> **Exercise brief**
Could you retype every one of the records below word for word, with no line changed?

> **Input records**

※ ※ ※

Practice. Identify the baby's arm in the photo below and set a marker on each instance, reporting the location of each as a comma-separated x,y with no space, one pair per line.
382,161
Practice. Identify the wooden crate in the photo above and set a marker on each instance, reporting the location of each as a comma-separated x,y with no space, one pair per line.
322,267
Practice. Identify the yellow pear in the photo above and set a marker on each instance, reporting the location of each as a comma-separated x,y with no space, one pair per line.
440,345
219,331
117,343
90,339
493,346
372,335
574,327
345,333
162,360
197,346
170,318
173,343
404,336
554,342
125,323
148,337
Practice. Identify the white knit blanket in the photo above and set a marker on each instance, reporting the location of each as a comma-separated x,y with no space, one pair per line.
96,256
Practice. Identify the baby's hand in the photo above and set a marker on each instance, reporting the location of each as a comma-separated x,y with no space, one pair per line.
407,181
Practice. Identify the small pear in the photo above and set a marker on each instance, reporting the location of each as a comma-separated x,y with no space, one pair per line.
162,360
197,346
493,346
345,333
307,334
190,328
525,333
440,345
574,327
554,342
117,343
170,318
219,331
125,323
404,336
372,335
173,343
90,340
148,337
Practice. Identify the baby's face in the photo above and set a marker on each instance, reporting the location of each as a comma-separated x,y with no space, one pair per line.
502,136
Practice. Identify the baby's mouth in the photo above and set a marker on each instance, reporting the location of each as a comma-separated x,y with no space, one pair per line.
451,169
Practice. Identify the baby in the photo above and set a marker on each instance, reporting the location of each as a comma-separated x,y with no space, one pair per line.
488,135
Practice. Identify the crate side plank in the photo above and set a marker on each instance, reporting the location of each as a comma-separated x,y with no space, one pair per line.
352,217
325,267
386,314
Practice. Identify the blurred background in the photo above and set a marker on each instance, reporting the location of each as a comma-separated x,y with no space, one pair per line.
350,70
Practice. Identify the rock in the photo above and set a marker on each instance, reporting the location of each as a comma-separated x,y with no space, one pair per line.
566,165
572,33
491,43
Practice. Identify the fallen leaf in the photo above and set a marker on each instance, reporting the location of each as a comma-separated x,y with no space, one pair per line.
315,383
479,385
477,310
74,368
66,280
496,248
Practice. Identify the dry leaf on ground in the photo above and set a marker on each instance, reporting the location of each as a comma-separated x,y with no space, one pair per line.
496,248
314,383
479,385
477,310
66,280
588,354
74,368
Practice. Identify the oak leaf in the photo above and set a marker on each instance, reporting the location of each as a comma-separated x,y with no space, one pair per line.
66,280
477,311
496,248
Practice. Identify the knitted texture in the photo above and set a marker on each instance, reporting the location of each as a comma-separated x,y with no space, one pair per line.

※ ※ ※

> **Expected answer**
Practice. Identify the baby's arm in the photo below and set a marker on each instance, reporting the location of each as a comma-separated x,y with no space, one pair per line.
382,161
Practice. Identify the wooden crate in the photo above and set a marker on each instance, reporting the location of each as a comma-separated x,y with no space, one pair per line.
322,267
Practice. Identify the yellow pear in the photo above and set a marker on each instance, reporting the location of each as a comma-separated x,y with no space, one pair per line.
440,345
219,331
117,343
90,339
493,346
372,335
574,327
345,333
162,360
197,346
170,318
173,343
404,336
554,342
125,323
148,337
Practice. Identify the white knit blanket in the photo above and set a marker on each instance, reporting the location of each as a comma-separated x,y with no space, one pair per line.
96,256
Practice. Identify the baby's hand in the photo above and set a marker on each instance, reporting the location of each as a comma-separated x,y with no space, one pair per line.
407,181
Practice. Identify the small pear in the photo above and set a marker on each instance, reporting the location of each as a comma-separated x,y with no space, one pair per line.
162,360
197,346
493,346
345,333
307,334
190,328
525,333
440,345
574,327
554,342
117,343
170,318
219,331
125,323
404,336
372,335
173,343
90,340
148,337
Practice. Identify the baby's face in the photo above and set a marker on each instance, reporting the location of each as a comma-separated x,y with no space, one pair per line.
502,136
Practice. Identify the baby's mouth in the photo above and set a marker on each instance, reporting the location of each as a comma-separated x,y with no space, one pair per line.
451,169
Practice. Identify the baby in the photo above and set a marker on each instance, reporting the location of each as a comma-separated x,y with no space, one pair per line.
488,135
Practice. Identify the crate side plank in the photo above and set a marker on each instance, reporting the location of each as a comma-separated x,y with no space, one pair per line.
352,217
325,267
386,314
Practice. Identify the blurred background in the photo above and set a marker on each instance, reporting the location of each as a comma-separated x,y with no space, one pair per line.
350,70
Practice. Identify the rock in the photo above and set a marker on each instance, reporting the location of each as a comma-separated x,y with no space, one pair per line.
566,165
572,33
491,43
Practice. Identify the fallen leaf in the photo above and set a marker on each instance, reporting the location of each as a comma-separated x,y with no space, one pair per line.
315,383
479,385
477,310
74,368
66,280
496,248
Practice. Identify the dry leaf on ground in the photo above and set a marker on each instance, reporting the location of each as a comma-separated x,y with no space, one pair per line.
496,248
314,383
479,385
477,310
66,280
588,354
74,368
Practice. Identify the oak leaf in the photo above and set a marker on each instance, reporting the location of each as a comma-separated x,y with no space, one pair per line.
66,280
477,311
496,248
Practice. Identify the knitted texture in the photo above and set a marker on each instance, reporting the location of each as a comma-separated x,y with no space, one pair per line.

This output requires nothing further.